- [Required action]
Return all entries word for word, but drop any images.
Provided information below:
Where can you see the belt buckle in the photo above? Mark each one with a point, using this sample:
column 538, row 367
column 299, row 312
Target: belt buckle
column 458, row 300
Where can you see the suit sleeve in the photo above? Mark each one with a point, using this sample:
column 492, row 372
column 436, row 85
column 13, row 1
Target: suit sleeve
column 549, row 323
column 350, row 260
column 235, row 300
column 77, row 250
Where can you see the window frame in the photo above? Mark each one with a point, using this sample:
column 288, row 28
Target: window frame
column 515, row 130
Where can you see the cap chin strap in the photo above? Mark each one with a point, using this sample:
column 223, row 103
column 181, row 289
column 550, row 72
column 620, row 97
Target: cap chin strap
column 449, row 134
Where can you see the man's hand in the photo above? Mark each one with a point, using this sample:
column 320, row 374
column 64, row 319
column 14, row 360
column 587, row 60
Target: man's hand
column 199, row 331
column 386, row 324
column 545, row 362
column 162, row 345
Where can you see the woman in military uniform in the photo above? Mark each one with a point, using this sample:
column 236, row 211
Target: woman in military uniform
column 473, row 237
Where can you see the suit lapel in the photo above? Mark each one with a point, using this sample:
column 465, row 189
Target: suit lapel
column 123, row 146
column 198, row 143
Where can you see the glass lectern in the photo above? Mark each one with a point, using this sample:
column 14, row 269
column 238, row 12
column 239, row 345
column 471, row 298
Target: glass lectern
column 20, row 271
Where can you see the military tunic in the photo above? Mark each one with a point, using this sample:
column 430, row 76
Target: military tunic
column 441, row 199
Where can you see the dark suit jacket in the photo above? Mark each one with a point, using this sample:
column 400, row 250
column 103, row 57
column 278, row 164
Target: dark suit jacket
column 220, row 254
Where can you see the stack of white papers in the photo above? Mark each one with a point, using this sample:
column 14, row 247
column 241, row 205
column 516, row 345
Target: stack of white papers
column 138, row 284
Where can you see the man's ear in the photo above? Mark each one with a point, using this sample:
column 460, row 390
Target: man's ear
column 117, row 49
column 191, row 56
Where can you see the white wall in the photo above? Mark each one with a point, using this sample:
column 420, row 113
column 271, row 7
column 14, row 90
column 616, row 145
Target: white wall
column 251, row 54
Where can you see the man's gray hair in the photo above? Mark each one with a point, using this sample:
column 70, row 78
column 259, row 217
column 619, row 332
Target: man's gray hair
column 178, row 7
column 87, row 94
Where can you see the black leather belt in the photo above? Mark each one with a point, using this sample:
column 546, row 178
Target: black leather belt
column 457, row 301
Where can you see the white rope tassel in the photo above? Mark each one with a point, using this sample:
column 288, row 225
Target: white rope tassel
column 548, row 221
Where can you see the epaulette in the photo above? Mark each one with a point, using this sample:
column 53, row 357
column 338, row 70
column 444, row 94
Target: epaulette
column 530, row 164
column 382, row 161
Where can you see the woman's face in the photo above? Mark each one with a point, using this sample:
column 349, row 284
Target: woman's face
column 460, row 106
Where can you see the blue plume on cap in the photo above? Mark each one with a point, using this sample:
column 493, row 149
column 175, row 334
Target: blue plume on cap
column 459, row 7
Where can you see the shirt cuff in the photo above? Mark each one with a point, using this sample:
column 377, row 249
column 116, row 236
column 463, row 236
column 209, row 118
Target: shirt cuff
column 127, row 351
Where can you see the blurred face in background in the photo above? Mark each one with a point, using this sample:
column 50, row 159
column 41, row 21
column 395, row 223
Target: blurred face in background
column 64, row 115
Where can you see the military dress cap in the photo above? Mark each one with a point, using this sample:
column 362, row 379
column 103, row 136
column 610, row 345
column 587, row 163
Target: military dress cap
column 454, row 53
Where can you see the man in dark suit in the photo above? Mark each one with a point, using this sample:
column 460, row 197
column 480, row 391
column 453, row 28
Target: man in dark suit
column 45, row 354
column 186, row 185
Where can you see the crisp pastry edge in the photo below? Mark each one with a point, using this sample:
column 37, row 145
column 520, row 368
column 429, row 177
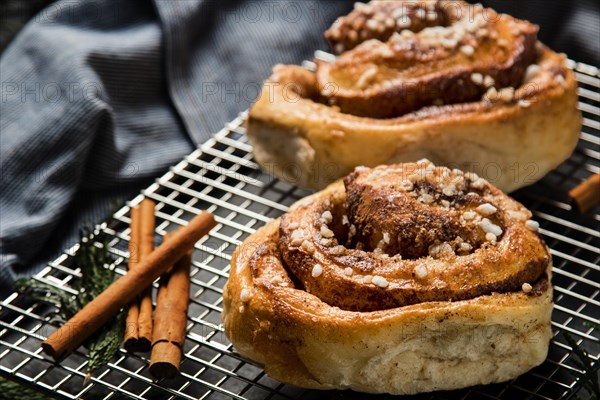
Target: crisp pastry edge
column 419, row 348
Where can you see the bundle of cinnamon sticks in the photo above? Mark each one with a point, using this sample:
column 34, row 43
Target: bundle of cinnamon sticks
column 171, row 261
End of Provided information.
- [Task response]
Where can you see the belt buckle in the photo above? Mark each one with a point, using this sample:
column 538, row 367
column 299, row 312
Target: belt buckle
column 458, row 300
Where can you see the suit sleeve in the photo above? Mark each one with a point, using this sample:
column 492, row 372
column 436, row 85
column 13, row 1
Target: suit sleeve
column 549, row 323
column 350, row 260
column 235, row 300
column 77, row 250
Where can you see the window frame in the photo above? Mark each one with a point, using this sample:
column 288, row 28
Target: window frame
column 515, row 130
Where can you see the cap chin strap in the photo above? Mark each one with a point, using this sample:
column 223, row 103
column 181, row 289
column 550, row 72
column 620, row 97
Target: cap chin strap
column 449, row 134
Where can you see the man's hand in the photo above? Mark each one with a point, using this sample:
column 320, row 374
column 64, row 319
column 14, row 360
column 587, row 60
Target: man's hand
column 199, row 331
column 386, row 324
column 545, row 362
column 162, row 345
Where can you see the woman in military uniform in the photo above? Mark each one with a point, using this sample:
column 236, row 211
Target: woman in military uniform
column 473, row 237
Where can you see the suit lapel in the photo above? Mark each one with a point, using this sample:
column 465, row 189
Target: suit lapel
column 123, row 146
column 198, row 143
Where can you see the glass lectern in the photo above? Mark each one with a point, using this sample:
column 14, row 269
column 238, row 12
column 239, row 345
column 471, row 298
Target: glass lectern
column 20, row 271
Where can you see the military tunic in the photo above? Mark each one with a point, using this sample:
column 430, row 76
Target: military tunic
column 441, row 199
Where can you see the dark suit jacket in the photo above? Mark each one with a point, using this sample:
column 400, row 250
column 103, row 57
column 278, row 164
Target: dark suit jacket
column 220, row 254
Where can you see the stack of white papers in the photo above? Mark each one with a point, using this sample:
column 14, row 247
column 241, row 205
column 516, row 345
Target: stack of white papers
column 138, row 284
Where can you see the man's ear in the photo above? Mark each one with a point, using this sample:
column 460, row 390
Target: man's ear
column 117, row 49
column 191, row 56
Where can you see the white wall in the photo above? Mark each one with a point, using this sample:
column 420, row 113
column 271, row 7
column 14, row 90
column 616, row 145
Target: white wall
column 251, row 54
Where can you see the man's gray hair in the photo above? Mark each one with a point, using this sample:
column 70, row 78
column 259, row 217
column 619, row 332
Target: man's gray hair
column 178, row 7
column 87, row 94
Where can you see the black leather belt in the photo above? Mark each one with a point, using this sample:
column 546, row 178
Target: black leather belt
column 457, row 301
Where can you see the white rope tassel in the photo above? Mark each one with a point, using this sample:
column 288, row 225
Target: white rope tassel
column 548, row 221
Where can you see the epaulette in the photo above? Mark each one with a point, using this sample:
column 53, row 357
column 338, row 70
column 444, row 94
Target: epaulette
column 530, row 164
column 382, row 161
Where can you see the woman's face in the photo above? Mark each one with a point, using this sample:
column 349, row 284
Target: woman's face
column 460, row 106
Where can you see the blue plume on cap in the photo above? Mark each one with a point, using this sample:
column 493, row 149
column 175, row 334
Target: blue plume on cap
column 459, row 7
Where can you see the shirt cuff in the photo above? Mark each one with a point, using this sample:
column 377, row 249
column 116, row 236
column 463, row 236
column 209, row 118
Target: shirt cuff
column 127, row 351
Where can you see the blurred face in background in the photo above? Mark each one with a point, using this sample:
column 50, row 159
column 41, row 21
column 395, row 223
Target: blurred face in background
column 64, row 115
Where can you see the military dress cap in the photo above? Mark each one with a point, using this sample:
column 362, row 379
column 103, row 136
column 610, row 345
column 587, row 163
Target: military dress cap
column 454, row 53
Where can you see the man in dark suit in the photo above? Mark each one with a point, using this sample:
column 460, row 197
column 480, row 391
column 453, row 28
Target: man in dark suit
column 45, row 354
column 186, row 185
Where can you see the crisp pastry edge in the photo below? Mark each one with a point, using this sample:
column 37, row 145
column 520, row 368
column 429, row 177
Target: crisp pastry edge
column 419, row 348
Where can you see the bundle of cinnamon sticks in the photo above? Mark each one with a point, using this sample:
column 34, row 43
Target: bundle of cinnamon sticks
column 171, row 261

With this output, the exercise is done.